━━ Given information ━━
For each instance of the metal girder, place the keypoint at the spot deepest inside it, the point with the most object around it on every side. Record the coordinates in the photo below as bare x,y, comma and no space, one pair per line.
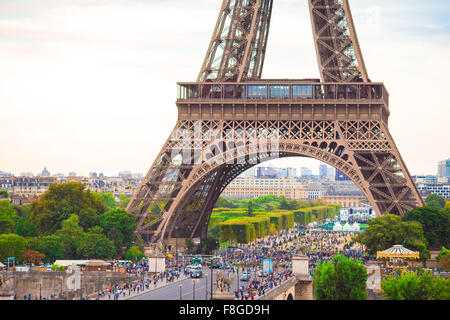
342,124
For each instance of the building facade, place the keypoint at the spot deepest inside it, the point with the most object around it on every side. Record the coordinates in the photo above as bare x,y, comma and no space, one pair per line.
251,187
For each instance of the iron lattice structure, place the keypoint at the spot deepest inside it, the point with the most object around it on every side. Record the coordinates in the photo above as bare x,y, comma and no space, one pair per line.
231,119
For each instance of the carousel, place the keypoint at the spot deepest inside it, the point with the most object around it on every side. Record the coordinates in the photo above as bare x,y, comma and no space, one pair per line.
397,256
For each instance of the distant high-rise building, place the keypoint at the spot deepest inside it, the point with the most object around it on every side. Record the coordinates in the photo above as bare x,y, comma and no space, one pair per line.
331,172
249,173
282,172
45,173
125,174
428,179
267,172
292,172
24,174
58,175
305,172
444,168
339,176
323,170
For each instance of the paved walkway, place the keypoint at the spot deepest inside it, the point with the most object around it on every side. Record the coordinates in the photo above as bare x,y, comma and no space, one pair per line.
131,293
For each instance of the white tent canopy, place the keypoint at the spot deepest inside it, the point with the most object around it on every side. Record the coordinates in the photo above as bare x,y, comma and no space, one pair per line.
337,226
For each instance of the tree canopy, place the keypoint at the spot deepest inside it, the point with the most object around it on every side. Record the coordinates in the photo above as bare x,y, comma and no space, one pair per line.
12,245
8,217
385,231
435,224
340,279
414,286
435,200
63,200
118,225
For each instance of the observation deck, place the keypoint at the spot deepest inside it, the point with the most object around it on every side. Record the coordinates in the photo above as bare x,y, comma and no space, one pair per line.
282,100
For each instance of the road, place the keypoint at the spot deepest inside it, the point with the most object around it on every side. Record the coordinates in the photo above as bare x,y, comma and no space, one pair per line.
202,287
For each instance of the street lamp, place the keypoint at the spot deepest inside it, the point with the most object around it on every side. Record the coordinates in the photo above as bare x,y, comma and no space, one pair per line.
193,290
206,288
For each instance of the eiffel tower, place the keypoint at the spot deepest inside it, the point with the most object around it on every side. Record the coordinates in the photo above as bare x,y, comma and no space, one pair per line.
231,119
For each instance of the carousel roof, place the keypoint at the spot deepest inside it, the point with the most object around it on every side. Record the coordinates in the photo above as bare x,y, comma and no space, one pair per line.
398,251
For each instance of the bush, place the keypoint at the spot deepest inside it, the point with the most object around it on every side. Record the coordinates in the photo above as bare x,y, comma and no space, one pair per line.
340,279
415,286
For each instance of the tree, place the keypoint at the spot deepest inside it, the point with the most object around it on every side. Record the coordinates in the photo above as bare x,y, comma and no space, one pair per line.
388,230
108,200
443,252
51,246
435,200
435,224
12,245
60,202
444,262
210,244
415,286
284,205
32,256
224,203
8,217
250,208
123,201
189,245
134,254
340,279
25,226
119,226
95,245
71,234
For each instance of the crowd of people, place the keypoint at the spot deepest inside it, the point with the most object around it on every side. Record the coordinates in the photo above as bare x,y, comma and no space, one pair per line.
258,288
317,244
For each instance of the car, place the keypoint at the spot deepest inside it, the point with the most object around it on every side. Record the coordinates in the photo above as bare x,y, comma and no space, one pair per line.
255,283
245,277
196,274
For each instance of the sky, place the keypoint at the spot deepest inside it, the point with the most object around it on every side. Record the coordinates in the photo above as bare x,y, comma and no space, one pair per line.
90,85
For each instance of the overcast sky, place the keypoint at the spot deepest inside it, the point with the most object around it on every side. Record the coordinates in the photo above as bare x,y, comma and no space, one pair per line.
90,85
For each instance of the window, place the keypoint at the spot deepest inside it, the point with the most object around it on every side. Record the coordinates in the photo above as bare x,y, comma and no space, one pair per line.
302,91
256,91
279,92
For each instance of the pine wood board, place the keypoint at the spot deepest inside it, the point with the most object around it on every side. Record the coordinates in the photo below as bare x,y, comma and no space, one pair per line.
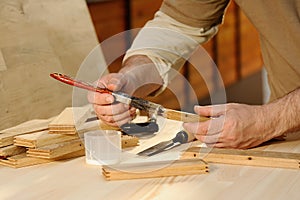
68,119
22,160
11,150
244,157
129,141
56,150
43,138
154,170
7,135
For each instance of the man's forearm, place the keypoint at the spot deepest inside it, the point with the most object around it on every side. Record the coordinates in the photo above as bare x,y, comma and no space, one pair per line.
283,114
143,75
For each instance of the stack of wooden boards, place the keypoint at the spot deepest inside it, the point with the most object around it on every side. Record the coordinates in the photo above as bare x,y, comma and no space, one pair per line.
41,141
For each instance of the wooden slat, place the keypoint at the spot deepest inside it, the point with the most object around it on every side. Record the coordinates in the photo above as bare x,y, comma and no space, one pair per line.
22,160
183,116
7,135
154,170
56,150
245,157
129,141
40,139
68,119
11,150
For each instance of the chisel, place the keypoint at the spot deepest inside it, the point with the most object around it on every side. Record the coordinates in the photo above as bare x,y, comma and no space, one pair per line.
139,103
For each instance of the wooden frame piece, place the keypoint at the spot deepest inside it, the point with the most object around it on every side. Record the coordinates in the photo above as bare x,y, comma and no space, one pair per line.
22,160
56,150
244,157
11,150
65,122
39,139
7,135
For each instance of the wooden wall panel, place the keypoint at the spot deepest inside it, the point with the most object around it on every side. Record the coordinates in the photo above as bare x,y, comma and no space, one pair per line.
223,48
37,38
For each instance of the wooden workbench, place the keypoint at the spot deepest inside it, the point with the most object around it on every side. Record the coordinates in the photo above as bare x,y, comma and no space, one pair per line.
74,179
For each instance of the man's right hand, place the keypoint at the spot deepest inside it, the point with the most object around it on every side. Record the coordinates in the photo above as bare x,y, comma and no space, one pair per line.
107,110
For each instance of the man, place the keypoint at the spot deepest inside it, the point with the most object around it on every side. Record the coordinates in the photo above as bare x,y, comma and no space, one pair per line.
191,22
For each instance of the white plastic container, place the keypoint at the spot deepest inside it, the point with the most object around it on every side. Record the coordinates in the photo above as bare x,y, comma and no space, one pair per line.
102,147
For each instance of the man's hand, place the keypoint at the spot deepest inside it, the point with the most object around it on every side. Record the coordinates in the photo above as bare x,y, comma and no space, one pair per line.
110,112
139,77
232,126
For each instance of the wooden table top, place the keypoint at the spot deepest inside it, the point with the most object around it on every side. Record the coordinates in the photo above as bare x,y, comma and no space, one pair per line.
74,179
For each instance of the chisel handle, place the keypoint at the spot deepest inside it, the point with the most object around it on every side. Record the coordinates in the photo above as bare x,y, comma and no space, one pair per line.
183,116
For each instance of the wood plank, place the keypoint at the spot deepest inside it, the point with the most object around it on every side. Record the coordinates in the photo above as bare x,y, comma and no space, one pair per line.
244,157
7,135
11,150
56,150
68,119
22,160
154,170
43,138
129,141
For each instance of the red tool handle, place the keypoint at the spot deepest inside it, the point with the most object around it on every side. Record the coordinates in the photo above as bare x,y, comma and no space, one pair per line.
84,85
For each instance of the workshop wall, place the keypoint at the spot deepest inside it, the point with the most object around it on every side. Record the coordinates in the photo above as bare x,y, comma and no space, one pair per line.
38,38
235,49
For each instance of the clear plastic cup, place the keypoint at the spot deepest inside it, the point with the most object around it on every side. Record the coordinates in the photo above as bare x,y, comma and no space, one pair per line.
102,147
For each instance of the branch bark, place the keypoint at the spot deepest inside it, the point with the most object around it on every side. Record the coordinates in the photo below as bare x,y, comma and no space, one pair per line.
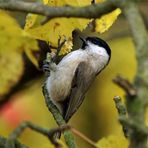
91,11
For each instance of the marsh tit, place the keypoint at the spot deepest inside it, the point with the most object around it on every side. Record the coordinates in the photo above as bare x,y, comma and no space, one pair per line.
71,78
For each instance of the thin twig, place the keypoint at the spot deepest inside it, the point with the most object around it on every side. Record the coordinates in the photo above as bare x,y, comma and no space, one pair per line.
91,11
76,132
122,113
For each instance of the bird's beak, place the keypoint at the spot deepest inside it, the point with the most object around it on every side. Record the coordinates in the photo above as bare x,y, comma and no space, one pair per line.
83,40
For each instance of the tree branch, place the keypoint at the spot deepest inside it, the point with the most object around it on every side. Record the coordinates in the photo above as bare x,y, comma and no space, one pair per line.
48,133
91,11
122,113
58,118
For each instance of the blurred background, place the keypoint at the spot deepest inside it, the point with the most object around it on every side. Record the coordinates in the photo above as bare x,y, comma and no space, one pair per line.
97,117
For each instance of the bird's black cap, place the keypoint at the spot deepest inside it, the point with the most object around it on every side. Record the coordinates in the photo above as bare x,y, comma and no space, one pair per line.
96,41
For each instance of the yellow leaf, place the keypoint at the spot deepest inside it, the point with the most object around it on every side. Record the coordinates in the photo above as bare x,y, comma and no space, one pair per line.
106,21
58,27
113,141
11,69
99,1
12,43
12,36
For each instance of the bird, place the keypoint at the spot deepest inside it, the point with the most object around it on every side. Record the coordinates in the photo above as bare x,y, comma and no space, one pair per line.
70,79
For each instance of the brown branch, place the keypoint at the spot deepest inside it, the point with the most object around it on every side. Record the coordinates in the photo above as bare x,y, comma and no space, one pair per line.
91,11
48,133
125,85
122,113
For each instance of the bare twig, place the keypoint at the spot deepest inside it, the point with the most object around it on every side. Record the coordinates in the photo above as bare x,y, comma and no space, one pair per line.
139,128
122,113
48,133
76,132
126,86
91,11
58,118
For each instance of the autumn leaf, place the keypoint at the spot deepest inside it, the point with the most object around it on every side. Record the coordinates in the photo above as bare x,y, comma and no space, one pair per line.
14,41
106,21
58,27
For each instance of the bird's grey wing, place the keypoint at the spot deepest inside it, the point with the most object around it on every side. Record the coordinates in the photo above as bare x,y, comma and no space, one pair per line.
84,75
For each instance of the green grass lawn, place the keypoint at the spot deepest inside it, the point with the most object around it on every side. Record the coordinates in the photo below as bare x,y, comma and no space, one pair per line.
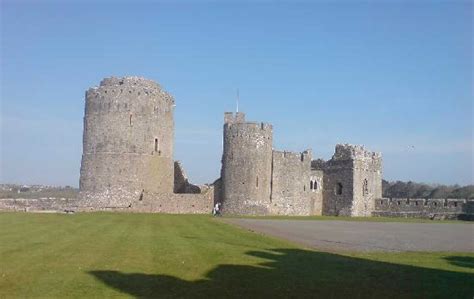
151,255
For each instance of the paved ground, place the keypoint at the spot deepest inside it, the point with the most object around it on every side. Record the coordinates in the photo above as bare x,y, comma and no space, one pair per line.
367,236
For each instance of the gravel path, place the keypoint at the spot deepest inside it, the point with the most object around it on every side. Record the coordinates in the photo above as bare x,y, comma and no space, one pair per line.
367,236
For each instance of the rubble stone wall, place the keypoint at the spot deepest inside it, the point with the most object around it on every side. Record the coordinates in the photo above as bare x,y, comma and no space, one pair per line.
425,208
128,137
291,178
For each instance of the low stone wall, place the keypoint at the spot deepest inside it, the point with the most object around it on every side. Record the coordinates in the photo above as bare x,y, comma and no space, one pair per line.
425,208
39,205
200,203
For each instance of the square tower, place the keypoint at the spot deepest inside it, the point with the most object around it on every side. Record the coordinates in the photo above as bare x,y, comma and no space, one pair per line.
352,181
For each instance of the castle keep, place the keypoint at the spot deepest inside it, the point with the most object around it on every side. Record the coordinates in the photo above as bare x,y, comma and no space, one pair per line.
127,165
258,180
127,162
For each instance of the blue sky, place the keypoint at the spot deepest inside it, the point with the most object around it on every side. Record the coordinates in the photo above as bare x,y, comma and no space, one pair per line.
396,76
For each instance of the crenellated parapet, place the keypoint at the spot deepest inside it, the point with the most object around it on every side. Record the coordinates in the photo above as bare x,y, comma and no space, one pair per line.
128,138
433,208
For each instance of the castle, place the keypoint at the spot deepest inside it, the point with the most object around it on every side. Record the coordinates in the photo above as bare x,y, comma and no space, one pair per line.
127,161
127,165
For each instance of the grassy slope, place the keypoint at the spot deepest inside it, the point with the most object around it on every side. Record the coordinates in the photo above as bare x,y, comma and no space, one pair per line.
90,255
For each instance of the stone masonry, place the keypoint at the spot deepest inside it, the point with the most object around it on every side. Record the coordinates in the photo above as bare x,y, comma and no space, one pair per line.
127,165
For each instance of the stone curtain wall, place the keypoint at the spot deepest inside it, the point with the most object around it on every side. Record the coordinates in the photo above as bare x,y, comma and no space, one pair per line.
425,208
367,181
201,203
39,205
291,177
317,177
338,191
128,138
246,166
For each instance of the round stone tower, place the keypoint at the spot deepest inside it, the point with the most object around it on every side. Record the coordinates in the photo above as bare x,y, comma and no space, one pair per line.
128,139
246,166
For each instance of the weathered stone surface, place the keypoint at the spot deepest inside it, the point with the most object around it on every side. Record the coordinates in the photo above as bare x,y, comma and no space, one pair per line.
127,165
128,138
246,166
425,208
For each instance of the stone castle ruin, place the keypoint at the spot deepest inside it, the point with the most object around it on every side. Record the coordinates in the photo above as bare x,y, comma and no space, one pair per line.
127,165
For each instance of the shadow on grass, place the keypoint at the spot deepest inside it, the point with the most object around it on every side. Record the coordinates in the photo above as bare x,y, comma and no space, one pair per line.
300,274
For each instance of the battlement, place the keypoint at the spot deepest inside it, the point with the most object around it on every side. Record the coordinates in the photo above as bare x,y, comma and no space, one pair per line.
118,90
296,156
129,81
352,152
448,208
318,164
229,117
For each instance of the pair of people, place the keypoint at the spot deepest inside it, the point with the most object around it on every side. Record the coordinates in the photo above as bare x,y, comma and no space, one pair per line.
216,210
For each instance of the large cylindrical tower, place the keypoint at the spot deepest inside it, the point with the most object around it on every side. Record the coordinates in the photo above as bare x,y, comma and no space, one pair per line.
246,166
128,138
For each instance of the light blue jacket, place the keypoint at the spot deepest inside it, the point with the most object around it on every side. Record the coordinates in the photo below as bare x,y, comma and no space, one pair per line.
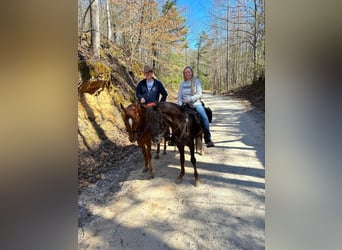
184,92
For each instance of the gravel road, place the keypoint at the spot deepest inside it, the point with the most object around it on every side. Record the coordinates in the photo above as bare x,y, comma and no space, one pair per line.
226,211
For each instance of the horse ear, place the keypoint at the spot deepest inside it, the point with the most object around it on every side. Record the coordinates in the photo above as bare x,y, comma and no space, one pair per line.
122,107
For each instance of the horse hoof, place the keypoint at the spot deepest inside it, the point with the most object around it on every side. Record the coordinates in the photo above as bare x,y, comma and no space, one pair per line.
178,180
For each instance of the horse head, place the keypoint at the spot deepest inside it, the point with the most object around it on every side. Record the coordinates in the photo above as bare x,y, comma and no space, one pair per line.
133,119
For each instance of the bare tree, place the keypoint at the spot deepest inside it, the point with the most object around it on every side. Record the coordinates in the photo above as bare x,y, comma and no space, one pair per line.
109,25
95,27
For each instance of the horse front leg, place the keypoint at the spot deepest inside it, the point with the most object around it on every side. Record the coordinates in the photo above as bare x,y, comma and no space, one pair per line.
144,151
193,161
158,151
149,158
182,160
164,152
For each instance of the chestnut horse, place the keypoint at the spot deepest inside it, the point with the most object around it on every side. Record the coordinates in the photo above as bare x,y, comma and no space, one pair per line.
136,126
186,126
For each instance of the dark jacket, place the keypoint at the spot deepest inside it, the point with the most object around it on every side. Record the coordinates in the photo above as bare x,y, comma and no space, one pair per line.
152,96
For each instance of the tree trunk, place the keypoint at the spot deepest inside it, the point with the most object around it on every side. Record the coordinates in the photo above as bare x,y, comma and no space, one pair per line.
95,27
109,25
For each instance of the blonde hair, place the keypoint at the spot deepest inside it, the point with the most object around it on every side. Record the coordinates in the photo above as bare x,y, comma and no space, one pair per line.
192,72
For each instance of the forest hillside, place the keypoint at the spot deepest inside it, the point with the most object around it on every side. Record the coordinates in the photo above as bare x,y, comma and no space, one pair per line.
104,83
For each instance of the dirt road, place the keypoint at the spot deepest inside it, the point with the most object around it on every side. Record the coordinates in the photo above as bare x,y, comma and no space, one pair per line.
226,211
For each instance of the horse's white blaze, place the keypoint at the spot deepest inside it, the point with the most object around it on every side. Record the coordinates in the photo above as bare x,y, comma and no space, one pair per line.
130,121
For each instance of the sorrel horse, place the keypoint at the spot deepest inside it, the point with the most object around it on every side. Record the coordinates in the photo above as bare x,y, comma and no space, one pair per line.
186,127
138,130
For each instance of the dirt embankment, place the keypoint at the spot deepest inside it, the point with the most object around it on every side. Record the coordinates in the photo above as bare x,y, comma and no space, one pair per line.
226,211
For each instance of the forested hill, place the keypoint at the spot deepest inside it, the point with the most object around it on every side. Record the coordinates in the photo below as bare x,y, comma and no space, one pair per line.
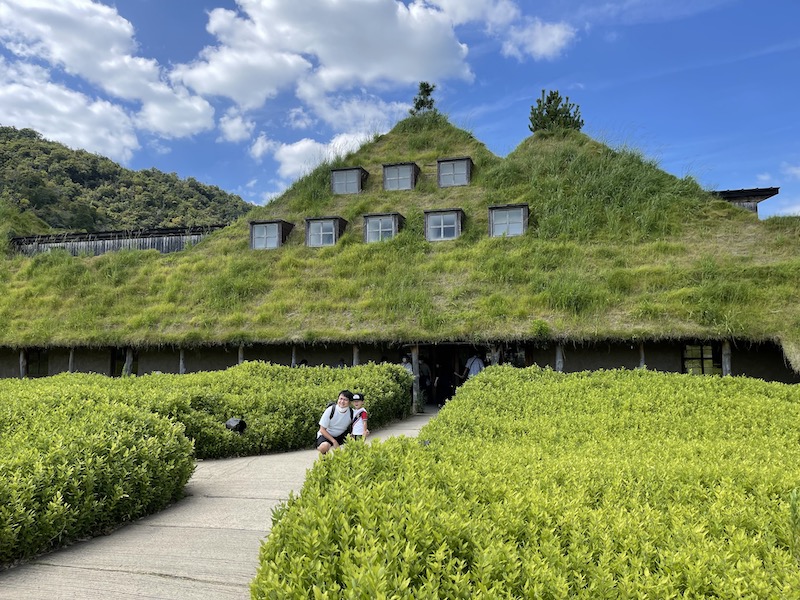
45,185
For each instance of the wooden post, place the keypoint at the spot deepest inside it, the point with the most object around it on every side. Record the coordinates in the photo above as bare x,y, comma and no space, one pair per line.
726,358
128,368
415,407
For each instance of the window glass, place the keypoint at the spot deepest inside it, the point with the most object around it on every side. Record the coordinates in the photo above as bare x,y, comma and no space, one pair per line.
380,228
321,233
453,173
507,221
397,177
702,360
346,182
37,363
443,226
266,235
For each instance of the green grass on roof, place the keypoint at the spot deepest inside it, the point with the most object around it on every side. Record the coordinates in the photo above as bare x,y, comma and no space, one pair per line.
616,248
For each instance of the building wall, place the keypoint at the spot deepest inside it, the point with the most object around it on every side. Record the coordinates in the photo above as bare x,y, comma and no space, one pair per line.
765,361
601,356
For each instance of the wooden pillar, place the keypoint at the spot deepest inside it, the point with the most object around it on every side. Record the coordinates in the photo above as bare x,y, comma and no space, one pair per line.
128,368
560,358
726,358
415,407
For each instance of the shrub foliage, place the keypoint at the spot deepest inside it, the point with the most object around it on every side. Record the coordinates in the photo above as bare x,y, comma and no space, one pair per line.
538,484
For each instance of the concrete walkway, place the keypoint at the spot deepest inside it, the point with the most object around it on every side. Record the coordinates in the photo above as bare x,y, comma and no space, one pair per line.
202,547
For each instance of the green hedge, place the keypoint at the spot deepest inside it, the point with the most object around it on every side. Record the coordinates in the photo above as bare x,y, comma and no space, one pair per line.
280,405
74,463
539,484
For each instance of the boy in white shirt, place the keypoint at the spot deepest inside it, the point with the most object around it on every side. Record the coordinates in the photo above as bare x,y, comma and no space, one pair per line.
335,424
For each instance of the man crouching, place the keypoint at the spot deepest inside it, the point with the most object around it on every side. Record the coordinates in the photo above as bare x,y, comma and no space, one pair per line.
335,423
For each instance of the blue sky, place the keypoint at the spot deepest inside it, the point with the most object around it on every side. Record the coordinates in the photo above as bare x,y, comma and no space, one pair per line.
249,95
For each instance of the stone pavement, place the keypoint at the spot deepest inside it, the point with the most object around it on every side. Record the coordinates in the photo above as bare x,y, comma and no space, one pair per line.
204,546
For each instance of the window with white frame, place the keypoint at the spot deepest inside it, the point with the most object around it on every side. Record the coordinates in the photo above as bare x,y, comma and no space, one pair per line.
266,236
380,228
346,181
454,172
398,177
442,226
508,221
321,233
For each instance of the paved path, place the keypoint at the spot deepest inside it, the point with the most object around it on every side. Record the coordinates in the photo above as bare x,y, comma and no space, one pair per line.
202,547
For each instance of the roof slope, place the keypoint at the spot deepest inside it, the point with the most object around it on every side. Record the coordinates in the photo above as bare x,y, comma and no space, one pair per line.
616,248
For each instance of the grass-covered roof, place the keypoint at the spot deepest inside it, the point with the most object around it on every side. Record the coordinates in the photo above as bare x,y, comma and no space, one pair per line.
616,248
━━━
__Assignment__.
Reproduce the lines from the one with "For each instance of the grass-covered" to the end of the data exactly, leaving out every earlier line.

__Solution for this task__.
For each instance of the grass-covered roof, place the keypoint at the spot deepest inside it, the point with the most object around it on every side. Record the coordinates in the photo above as bare x,y, comma and no space, one pair per line.
616,248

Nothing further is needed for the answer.